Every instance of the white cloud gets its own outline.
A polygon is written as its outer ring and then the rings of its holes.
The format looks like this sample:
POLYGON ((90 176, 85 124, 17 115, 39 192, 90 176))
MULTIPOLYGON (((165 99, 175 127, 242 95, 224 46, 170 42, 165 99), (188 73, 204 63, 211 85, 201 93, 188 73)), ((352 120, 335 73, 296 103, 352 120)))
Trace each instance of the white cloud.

▶ [Goal] Turn the records above into a numbered list, one line per item, skipping any blank lines.

▶ [Complete answer]
1. Every instance of the white cloud gets its own outline.
2. A polygon is written as its outer ring and then the rings of its holes.
3. The format looks like this sample:
4. POLYGON ((90 176, 85 124, 17 115, 39 192, 90 176))
5. MULTIPOLYGON (((165 99, 175 127, 242 95, 224 46, 170 42, 165 99), (188 73, 204 63, 211 85, 201 93, 188 73)), ((352 120, 335 73, 296 103, 352 120)))
6. Trace each instance of the white cloud.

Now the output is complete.